▶ _Exercise material_:
++++++
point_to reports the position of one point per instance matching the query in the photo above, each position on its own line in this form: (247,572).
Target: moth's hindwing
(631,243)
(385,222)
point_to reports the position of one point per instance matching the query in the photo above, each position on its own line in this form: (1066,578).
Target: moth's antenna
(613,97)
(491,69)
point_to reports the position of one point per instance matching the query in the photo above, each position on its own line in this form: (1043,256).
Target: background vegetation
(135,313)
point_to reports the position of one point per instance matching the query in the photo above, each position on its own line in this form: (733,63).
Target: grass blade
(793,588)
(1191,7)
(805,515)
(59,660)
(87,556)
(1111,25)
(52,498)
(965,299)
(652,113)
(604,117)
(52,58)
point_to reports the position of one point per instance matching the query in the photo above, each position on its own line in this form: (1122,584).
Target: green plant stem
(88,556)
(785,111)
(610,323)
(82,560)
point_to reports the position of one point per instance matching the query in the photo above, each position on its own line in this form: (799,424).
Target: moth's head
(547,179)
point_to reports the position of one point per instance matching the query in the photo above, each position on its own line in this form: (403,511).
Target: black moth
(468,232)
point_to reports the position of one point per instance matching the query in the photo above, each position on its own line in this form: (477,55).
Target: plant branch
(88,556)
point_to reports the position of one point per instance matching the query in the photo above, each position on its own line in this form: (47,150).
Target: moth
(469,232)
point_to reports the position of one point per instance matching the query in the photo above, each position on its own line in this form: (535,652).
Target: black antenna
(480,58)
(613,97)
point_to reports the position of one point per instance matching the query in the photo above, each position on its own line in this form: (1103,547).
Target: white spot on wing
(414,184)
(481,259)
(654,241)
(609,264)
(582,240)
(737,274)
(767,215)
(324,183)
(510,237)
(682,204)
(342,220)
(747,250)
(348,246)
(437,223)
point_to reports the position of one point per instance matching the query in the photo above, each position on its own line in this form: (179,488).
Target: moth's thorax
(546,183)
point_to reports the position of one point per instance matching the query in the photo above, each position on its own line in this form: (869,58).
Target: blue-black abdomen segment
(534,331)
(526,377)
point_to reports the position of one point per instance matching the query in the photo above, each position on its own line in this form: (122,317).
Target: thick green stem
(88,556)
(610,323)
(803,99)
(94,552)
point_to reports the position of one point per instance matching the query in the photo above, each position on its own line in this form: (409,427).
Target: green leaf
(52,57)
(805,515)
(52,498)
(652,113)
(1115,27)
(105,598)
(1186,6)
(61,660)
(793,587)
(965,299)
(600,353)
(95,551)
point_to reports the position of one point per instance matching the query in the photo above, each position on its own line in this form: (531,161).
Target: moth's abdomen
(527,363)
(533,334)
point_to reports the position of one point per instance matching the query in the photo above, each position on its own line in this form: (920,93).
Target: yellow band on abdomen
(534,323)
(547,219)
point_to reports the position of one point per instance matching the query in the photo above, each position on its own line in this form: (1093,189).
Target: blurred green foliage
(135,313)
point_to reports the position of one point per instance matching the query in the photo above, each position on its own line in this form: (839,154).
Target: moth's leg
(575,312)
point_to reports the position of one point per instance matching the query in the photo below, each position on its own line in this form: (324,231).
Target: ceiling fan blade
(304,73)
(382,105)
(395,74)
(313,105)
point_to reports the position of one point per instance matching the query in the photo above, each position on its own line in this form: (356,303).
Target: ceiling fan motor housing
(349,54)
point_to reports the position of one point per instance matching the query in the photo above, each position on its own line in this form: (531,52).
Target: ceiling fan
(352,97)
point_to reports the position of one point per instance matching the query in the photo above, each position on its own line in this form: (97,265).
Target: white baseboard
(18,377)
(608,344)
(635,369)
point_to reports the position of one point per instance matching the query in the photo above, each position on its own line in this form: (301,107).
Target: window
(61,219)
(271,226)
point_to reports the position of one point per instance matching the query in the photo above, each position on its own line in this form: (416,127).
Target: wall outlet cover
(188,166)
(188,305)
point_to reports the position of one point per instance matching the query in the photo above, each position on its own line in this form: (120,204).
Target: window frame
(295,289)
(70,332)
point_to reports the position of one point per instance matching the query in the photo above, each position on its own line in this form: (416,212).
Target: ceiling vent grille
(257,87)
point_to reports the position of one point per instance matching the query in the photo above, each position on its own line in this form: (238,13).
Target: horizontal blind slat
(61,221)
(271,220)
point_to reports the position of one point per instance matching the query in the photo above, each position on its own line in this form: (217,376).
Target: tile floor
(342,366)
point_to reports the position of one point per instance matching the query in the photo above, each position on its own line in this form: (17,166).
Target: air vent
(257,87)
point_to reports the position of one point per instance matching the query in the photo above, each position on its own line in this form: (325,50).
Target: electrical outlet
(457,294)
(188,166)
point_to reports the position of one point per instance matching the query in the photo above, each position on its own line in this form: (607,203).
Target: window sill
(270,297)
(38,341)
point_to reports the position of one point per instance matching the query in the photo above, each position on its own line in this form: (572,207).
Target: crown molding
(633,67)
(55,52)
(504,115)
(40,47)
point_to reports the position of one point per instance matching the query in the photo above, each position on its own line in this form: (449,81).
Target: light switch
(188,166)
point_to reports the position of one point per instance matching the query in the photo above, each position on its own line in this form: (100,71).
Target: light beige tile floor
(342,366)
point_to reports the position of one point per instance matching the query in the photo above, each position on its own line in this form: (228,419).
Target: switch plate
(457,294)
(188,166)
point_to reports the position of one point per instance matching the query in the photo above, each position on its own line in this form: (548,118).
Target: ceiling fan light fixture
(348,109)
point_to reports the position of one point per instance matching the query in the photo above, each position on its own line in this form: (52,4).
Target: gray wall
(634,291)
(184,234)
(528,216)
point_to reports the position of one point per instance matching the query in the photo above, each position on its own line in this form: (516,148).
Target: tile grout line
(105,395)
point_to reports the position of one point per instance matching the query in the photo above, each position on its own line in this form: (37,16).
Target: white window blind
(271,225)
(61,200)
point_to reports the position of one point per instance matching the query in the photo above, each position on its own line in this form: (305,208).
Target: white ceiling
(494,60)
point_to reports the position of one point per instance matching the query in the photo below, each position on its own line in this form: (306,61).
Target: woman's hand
++++++
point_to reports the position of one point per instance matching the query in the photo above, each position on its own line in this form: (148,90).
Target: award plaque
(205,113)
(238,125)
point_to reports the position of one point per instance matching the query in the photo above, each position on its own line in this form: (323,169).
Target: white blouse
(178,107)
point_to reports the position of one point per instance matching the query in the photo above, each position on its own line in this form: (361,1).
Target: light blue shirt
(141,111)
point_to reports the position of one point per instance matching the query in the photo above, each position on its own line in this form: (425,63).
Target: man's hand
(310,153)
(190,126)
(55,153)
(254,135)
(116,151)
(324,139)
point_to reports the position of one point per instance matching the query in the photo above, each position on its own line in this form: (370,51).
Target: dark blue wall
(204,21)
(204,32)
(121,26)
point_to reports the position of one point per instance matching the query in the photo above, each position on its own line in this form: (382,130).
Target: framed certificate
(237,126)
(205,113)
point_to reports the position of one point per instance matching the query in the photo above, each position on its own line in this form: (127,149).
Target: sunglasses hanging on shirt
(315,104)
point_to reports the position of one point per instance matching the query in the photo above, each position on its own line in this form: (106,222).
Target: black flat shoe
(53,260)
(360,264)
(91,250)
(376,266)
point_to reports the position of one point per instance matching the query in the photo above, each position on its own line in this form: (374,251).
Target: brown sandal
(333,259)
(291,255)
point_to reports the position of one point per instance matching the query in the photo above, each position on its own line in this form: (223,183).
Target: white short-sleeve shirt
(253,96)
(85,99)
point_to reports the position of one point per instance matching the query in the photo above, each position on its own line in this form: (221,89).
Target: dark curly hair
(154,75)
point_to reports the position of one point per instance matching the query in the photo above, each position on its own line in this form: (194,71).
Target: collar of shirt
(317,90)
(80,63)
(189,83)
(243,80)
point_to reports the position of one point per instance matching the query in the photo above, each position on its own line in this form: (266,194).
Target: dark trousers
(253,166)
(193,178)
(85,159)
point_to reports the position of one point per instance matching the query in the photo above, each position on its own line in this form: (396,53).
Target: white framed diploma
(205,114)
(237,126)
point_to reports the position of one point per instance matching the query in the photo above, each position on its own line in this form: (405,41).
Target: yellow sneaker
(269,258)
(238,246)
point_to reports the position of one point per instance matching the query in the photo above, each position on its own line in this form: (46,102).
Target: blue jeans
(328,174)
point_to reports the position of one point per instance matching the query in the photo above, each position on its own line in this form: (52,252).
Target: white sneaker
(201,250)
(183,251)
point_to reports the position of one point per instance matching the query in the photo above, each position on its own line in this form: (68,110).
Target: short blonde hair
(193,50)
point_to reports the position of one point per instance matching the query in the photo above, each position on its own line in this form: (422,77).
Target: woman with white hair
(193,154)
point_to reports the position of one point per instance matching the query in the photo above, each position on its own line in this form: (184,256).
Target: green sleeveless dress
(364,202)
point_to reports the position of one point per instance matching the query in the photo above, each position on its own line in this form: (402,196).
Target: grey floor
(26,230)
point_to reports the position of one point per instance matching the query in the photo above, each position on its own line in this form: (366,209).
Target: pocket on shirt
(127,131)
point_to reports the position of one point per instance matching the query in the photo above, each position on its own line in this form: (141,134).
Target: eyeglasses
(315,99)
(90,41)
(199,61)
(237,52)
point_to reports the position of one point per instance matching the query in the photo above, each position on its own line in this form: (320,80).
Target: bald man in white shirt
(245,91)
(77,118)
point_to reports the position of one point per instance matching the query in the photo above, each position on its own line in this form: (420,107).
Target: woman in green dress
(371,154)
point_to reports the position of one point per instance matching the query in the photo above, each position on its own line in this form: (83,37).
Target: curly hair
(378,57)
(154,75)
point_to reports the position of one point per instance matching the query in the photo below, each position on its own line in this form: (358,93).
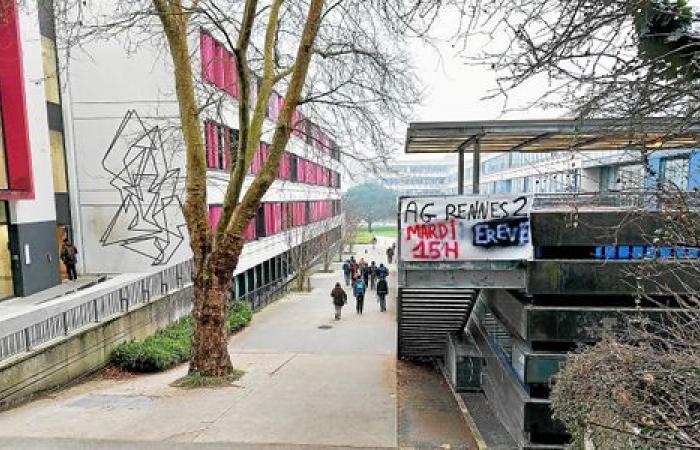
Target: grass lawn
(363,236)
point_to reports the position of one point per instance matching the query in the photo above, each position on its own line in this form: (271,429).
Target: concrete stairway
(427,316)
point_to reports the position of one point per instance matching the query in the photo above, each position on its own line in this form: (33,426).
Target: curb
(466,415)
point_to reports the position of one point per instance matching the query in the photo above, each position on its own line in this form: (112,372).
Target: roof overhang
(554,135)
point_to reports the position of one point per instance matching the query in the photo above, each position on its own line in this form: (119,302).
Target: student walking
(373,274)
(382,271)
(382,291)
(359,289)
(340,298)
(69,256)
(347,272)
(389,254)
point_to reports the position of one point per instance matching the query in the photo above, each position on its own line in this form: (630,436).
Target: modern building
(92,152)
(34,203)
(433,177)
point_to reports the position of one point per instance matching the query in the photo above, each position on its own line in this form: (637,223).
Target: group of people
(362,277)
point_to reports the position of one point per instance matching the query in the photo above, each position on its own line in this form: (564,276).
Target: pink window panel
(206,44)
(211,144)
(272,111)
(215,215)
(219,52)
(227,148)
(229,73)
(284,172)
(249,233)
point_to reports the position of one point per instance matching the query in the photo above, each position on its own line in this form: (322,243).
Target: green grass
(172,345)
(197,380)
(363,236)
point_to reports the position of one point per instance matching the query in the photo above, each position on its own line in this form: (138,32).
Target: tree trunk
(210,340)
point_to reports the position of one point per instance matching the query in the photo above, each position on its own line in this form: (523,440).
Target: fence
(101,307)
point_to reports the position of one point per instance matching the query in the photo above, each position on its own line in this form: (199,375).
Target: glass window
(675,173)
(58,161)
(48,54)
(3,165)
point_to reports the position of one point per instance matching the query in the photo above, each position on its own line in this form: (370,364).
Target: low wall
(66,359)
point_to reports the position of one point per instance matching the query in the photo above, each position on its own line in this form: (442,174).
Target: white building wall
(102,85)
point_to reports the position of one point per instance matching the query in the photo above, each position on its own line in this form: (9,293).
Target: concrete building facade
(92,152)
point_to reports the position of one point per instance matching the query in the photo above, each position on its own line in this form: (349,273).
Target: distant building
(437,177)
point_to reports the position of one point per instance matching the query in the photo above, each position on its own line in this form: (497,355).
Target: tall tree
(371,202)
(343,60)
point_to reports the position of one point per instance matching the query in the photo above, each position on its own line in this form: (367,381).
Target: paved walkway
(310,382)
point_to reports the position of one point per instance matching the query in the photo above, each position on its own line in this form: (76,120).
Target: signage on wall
++++++
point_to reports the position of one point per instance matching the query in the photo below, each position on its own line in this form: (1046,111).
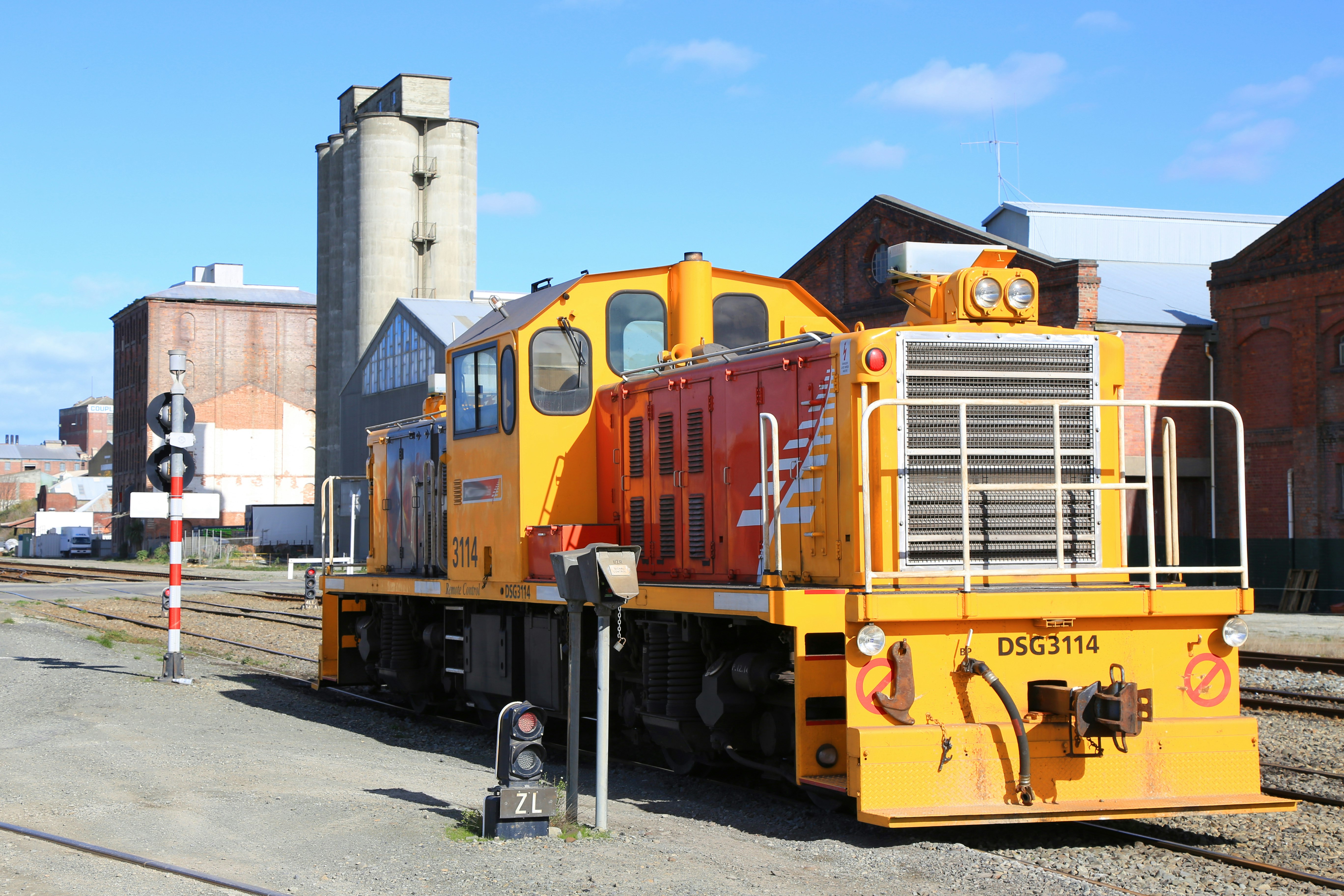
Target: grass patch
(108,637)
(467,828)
++++++
▶ _Work required_: Reproduce, word for word, the lines starting at the one containing "this form: (516,148)." and ending at the one containing "Target: woman's hand", including both of those lines.

▶ _The response_:
point_to reports the position of one point per instance matching the query in the photo above, each position on its own line in this form: (516,148).
Target: tile grout line
(105,395)
point_to reports the position of one point per instance matching the query in the photo above, each position on its own line in this form: (37,16).
Target: white window blind
(271,225)
(61,200)
point_to reports the position of one point per instance matching the query in the photo above, each position on its own line in this form: (305,208).
Target: white ceiling
(494,60)
point_to reports the position of one point per instance matching the query in the photo below, each position on its own line in this form: (306,61).
Target: woman's hand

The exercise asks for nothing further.